▶ **Information provided**:
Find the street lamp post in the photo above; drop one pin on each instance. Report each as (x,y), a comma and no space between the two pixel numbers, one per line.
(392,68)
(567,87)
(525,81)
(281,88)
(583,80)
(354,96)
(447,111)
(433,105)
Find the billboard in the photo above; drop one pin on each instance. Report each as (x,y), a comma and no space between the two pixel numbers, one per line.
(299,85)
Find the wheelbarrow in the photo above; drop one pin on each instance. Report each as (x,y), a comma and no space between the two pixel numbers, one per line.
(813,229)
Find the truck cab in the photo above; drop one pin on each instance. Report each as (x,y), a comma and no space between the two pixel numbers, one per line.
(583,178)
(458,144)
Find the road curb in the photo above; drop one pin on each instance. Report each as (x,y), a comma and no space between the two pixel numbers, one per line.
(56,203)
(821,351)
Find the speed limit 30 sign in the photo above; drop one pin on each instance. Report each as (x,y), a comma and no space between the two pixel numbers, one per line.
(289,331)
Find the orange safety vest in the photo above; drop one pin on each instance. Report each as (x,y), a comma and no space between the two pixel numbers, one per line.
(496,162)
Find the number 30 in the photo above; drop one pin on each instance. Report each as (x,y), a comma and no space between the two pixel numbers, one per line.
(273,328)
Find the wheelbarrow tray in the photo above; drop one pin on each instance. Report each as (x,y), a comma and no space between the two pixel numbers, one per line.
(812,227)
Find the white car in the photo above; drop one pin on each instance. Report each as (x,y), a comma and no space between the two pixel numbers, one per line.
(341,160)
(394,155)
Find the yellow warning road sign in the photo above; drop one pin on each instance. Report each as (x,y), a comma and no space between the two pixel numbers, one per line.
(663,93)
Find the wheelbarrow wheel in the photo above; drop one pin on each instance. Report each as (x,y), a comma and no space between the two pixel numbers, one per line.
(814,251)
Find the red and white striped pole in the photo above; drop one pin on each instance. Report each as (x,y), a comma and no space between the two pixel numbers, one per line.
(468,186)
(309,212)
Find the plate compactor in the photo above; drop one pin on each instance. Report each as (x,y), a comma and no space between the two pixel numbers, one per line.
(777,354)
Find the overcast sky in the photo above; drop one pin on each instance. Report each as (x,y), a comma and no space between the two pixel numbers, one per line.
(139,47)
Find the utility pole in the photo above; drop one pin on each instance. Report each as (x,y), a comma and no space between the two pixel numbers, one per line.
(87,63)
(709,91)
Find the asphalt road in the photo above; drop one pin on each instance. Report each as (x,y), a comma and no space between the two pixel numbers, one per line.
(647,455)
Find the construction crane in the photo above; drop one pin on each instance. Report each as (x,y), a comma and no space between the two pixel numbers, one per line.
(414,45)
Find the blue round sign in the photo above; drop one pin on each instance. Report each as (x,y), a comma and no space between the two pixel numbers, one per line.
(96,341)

==

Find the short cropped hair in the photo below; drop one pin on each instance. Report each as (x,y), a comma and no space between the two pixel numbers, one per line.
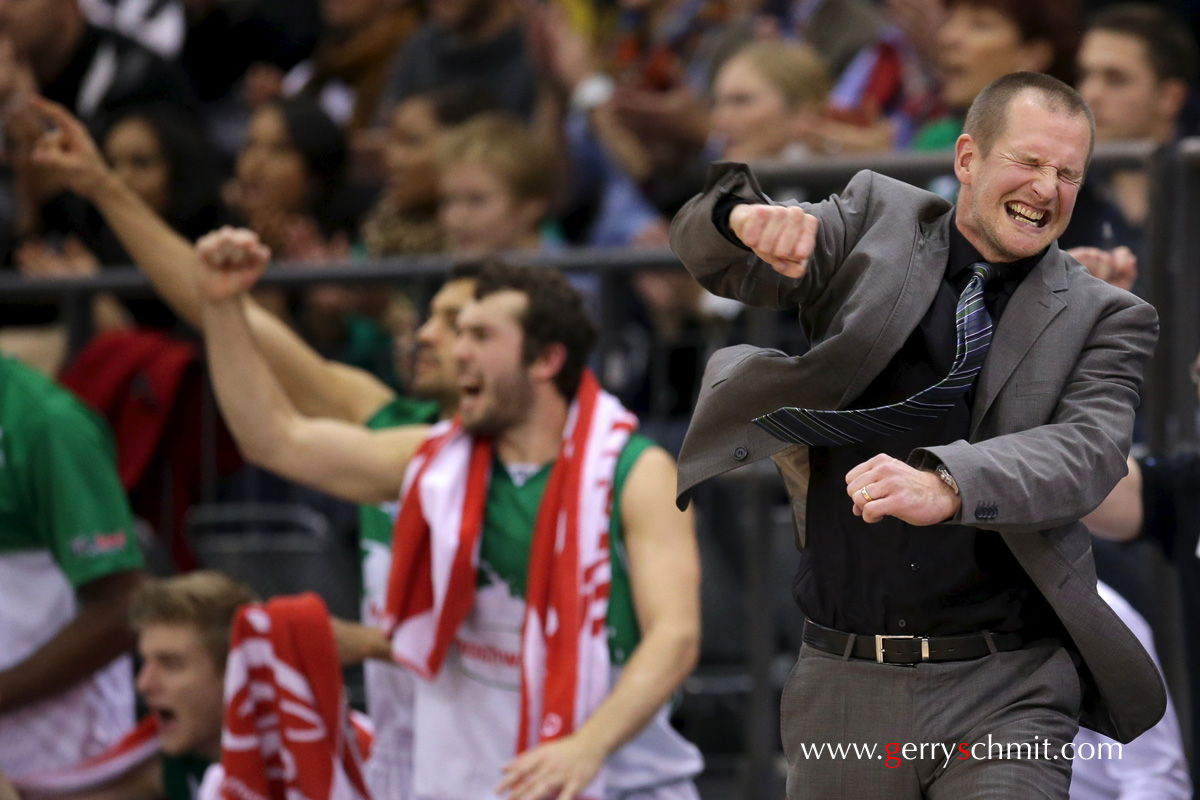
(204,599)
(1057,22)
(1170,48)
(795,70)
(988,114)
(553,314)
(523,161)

* * *

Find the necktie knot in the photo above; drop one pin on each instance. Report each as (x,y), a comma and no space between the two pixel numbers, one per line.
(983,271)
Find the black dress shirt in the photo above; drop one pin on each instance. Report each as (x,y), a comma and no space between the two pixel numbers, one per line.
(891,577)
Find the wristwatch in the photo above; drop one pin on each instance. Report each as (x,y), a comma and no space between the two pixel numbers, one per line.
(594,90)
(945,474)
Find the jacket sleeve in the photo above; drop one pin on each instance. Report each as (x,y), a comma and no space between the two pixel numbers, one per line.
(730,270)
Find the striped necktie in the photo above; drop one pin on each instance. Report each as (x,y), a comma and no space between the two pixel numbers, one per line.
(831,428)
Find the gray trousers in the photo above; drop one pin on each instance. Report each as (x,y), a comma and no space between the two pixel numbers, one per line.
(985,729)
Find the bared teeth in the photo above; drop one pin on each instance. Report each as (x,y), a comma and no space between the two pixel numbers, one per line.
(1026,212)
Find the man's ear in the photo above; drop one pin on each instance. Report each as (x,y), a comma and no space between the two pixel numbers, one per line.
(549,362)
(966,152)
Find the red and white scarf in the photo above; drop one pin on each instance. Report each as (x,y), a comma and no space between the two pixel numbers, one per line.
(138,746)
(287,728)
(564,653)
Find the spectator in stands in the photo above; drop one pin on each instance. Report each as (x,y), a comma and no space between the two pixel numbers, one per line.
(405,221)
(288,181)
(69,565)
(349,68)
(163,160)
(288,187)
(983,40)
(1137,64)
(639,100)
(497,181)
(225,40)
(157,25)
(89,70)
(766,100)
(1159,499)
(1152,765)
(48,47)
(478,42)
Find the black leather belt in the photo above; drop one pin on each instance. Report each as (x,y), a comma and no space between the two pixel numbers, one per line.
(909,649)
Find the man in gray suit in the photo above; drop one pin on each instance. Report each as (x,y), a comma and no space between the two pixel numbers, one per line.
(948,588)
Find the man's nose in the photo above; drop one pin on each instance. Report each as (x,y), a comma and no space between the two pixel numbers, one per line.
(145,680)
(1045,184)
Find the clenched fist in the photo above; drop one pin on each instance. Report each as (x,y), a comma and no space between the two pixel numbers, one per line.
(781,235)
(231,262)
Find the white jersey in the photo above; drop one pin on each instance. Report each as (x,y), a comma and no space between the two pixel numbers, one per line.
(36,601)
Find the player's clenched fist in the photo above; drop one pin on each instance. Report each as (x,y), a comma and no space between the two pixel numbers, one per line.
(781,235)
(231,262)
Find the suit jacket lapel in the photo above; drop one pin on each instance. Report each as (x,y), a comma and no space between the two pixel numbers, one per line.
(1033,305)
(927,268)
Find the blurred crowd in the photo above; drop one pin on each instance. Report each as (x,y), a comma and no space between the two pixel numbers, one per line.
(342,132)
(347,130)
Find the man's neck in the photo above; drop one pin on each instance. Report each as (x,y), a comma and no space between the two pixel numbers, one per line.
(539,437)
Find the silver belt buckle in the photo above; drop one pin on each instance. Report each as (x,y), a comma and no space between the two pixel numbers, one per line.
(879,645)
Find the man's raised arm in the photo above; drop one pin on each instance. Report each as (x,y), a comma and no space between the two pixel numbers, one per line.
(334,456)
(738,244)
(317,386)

▶ **What you need to do**:
Determine how many lines of the material above contain the string "necktie", and state only that number.

▶ **The response**:
2